§ REQUIRED ACTIONS:
1. From the simulation configuration file below, write out the passage starting at "# Select which" and ending at "anisotropic area fluctuations.".
2. In the simulation configuration file below, what is the default ensemble for the simulation?
3. Extend the simulation configuration file below, picking up after its final line.

§ READING PASSAGE:
▼

#############################################################################
##  INTEGRATION / STATISTICAL ENSEMBLE
#############################################################################

# Select which ensemble should be used for the simulation. The default value
# is the canonical "NVT" ensemble. Possible other choices are "NPT" for the
# standard isobaric ensemble, "NPtT" for the constant lateral pressure
# ensemble with isotropic fluctuations of the area, and "NPtT2" for the same
# ensemble with anisotropic area fluctuations.
#
integrator
{
	ensemble = "NVT"	# valid ensembles: NVT, NPT, NPtT, NPtT2
	Q = 0.0001		# Mass of the artificial degree of freedom
	gamma = 0.1		# The friction coefficient
	P0 = 0			# The desired pressure
}

# There are two different thermostats implemented: DPD and Langevin.
# tgamma specifies the friction constant of the thermostat.
main
{
	seed = 0		# General random number generator seed for DPD
	total_time = 500.0	# The total duration of the simulation
	thermostat = "DPD"	# valid types: DPD, Langevin, TDPD
	gamma = 0.5		# DPD / Langevin friction coefficient
	gamma_p = 0.0		# Transversal DPD (TDPD) friction coefficient
	dt = 0.005		# Integration time step
	rs = 0.07	 	# shell radius, must be 0 if ensemble != NVT
	bilayer_normal = 0	# direction of normal vector to the bilayer
}	

#############################################################################
##  FINETUNING OF THE THERMOSTAT
##  Note: the desired thermostat must be selected above!
#############################################################################

# It is possible to specify the friction coefficients of each species in each
# direction (x/y/z) individually when using the Langevin thermostat. If the
# following lines are uncommented, then these settings override the gamma
# parameter specified above.
#langevin
#{
#	gamma_x = { 0.5, 0.5 }	# x-direction for species A, B
#	gamma_y = { 0.5, 0.5 }	# y-direction for species A, B
#	gamma_z = { 0.5, 0.5 }	# z-direction for species A, B
#}

# It is also possible to specify the DPD friction coefficients for each
# pairwise interaction individually. For two species the order is A-A,
# A-B/B-A, and B-B. For three species it is: A-A, A-B/B-A, A-C/C-A,
# B-B, B-C/C-B, C-C. If uncommented, these settings override the gamma
# parameter specified above.

▲

§ EXCERPTED RECORDS:
▼

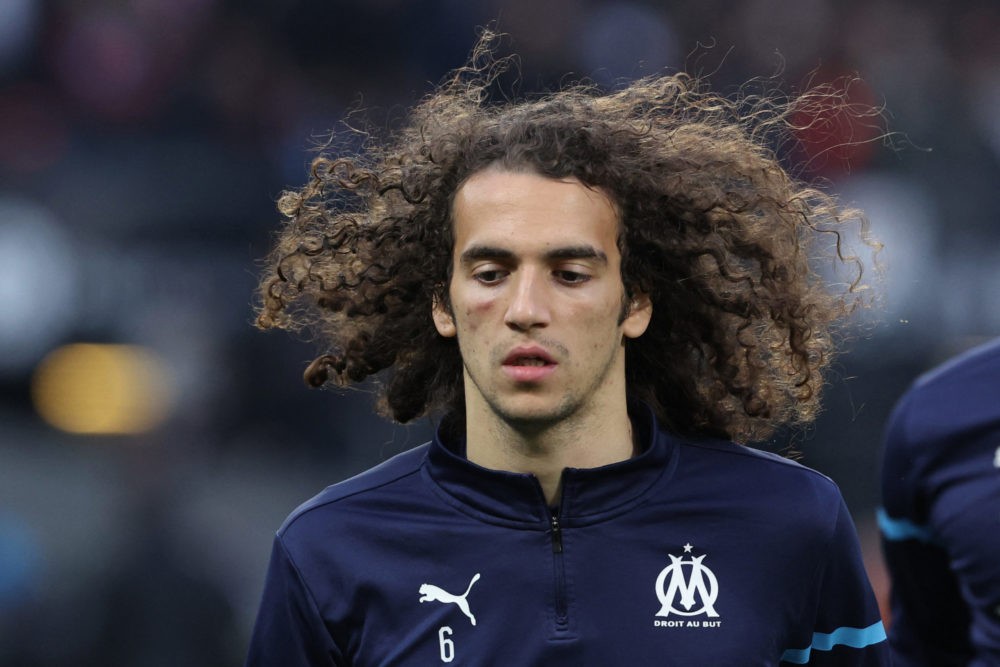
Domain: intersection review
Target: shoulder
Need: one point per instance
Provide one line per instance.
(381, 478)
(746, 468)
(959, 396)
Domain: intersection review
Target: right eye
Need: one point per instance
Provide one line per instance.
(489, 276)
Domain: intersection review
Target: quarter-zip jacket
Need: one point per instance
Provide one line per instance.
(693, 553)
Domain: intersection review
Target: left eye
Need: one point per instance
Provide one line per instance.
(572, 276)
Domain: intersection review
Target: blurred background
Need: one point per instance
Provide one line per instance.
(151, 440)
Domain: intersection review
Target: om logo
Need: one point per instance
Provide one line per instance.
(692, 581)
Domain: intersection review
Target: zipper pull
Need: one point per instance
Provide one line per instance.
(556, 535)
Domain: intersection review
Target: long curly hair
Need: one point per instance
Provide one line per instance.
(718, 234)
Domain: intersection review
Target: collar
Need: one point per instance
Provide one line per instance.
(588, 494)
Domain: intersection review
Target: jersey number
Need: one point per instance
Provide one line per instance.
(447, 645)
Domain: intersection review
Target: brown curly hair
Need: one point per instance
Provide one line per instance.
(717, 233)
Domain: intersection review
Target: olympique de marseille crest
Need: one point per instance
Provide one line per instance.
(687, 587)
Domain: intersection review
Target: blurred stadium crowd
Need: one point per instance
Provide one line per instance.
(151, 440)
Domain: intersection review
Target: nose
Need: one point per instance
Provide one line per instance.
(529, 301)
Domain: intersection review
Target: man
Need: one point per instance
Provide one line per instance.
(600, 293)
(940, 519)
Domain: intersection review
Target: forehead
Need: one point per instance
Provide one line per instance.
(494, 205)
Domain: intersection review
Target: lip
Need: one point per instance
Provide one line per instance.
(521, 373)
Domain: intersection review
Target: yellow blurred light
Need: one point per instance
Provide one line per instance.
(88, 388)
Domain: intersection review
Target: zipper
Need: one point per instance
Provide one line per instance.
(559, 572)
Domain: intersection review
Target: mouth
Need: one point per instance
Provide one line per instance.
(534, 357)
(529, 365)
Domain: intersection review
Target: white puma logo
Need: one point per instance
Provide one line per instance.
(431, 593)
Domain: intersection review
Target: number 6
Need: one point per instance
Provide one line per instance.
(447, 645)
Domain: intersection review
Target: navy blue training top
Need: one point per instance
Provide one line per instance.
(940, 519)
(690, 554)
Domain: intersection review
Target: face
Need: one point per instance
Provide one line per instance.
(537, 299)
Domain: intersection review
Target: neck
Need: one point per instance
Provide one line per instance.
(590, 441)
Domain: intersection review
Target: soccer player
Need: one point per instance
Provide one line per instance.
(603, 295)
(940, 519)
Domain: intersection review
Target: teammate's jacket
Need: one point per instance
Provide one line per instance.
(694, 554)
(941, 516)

▲
▼

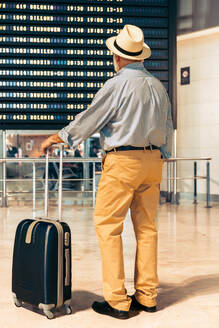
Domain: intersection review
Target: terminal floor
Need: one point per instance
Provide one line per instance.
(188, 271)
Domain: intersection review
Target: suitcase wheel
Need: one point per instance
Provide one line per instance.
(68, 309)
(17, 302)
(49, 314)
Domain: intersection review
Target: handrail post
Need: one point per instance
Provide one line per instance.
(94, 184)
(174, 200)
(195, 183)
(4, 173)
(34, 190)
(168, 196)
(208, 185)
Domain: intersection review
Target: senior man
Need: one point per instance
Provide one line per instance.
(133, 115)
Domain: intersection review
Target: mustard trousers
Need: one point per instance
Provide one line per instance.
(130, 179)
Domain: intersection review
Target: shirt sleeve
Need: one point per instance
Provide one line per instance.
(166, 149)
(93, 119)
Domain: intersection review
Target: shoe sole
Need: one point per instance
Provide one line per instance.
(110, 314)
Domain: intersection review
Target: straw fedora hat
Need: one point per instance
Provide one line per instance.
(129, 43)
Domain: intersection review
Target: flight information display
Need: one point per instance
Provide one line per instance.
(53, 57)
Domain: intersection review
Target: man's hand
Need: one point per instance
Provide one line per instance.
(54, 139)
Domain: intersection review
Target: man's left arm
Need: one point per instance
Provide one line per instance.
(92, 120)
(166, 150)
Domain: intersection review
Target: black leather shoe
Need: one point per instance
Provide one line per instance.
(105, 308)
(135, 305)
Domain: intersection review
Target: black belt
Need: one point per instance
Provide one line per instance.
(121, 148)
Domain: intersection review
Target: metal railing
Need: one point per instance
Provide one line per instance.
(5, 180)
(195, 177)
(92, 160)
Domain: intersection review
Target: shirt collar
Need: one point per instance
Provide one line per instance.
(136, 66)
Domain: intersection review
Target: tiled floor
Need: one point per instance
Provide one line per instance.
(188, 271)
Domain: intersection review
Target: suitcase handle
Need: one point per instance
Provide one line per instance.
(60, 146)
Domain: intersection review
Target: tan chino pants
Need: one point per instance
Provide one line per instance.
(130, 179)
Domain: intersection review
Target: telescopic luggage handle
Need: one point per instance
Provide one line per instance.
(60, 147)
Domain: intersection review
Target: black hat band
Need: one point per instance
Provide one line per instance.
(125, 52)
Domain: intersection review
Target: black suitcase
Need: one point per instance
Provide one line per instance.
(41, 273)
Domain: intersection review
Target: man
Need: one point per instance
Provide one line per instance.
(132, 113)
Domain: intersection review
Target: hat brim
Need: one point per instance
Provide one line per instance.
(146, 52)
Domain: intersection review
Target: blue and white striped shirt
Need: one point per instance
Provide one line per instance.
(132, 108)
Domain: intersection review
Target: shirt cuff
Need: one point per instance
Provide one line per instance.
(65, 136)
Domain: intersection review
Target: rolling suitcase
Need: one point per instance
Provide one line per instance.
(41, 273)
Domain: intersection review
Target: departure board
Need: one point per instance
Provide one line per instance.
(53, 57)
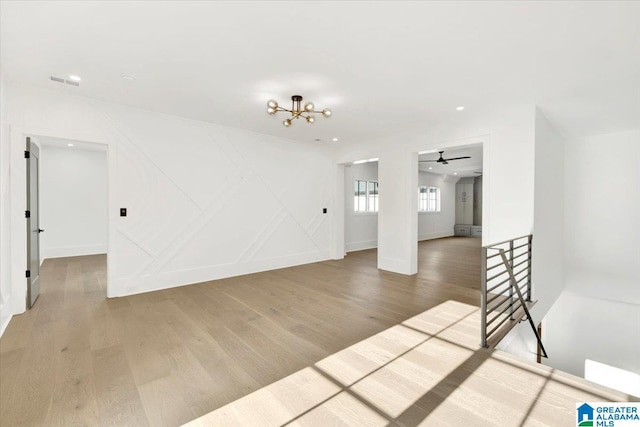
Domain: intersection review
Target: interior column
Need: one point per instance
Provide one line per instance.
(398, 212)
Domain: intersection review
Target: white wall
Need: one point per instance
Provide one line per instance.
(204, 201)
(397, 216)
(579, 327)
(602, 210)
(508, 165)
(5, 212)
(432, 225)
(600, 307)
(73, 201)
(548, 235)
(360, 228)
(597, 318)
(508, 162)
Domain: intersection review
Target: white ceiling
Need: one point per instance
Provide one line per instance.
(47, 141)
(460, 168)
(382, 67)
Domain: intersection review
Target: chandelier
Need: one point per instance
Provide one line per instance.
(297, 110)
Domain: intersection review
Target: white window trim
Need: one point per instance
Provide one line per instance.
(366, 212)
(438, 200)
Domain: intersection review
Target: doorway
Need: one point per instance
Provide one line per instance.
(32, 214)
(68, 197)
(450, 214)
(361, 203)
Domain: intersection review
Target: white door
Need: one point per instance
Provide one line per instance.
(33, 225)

▲

§ ANSWERS TO EACH TASK:
1.
# Select which ensemble should be used for the simulation. The default value
# is the canonical "NVT" ensemble. Possible other choices are "NPT" for the
# standard isobaric ensemble, "NPtT" for the constant lateral pressure
# ensemble with isotropic fluctuations of the area, and "NPtT2" for the same
# ensemble with anisotropic area fluctuations.

2. The canonical "NVT" ensemble.

3.
#dpd
#{
#	gamma = {0.1, 0.2, 0.3}
#}

# Finally, the TDPD parameters can be specified as well. The only
# difference to the DPD settings is, that there are now the longitudinal
# (gamma) and the transverse settings (gamma_p). If uncommented, these
# settings override the gamma and the gamma_p parameters specified above.
#tdpd
#{
#	gamma = {0.1, 0.2, 0.3}
#	gamma_p = {0.1, 0.2, 0.3}
#}

#############################################################################
##  REGULAR TASKS
#############################################################################

# measurements of pressure, etc.
task measure
{
	dt = 2.0
}

# Dump VTF file for visualization with VMD
#task vmd
#{
#	dt = 5.0
#	filename = "dump.vtf"
#}

# Save the current state of the system
task save_beads
{
	dt = 50.0
	filename = "output%09lu.dat"
	snapshots = 1000
	bufsize = 16777216
}

# measure intermediate structure function (isf)
#task measure_isf
#{
#	dt = 0.02
#	filename = "resume-isf.dat"
#	bufsize = 16777216
#}

# save backup copy of isf data
#task save_isf
#{
#	dt = 50.0
#	filename = "output%09lu-isf.dat"
#}

# measurement of the stress tensor's autocorrelation function
#task stress_autocorr
#{
#	dt = 0.005
#	filename = "stress_autocorr.dat"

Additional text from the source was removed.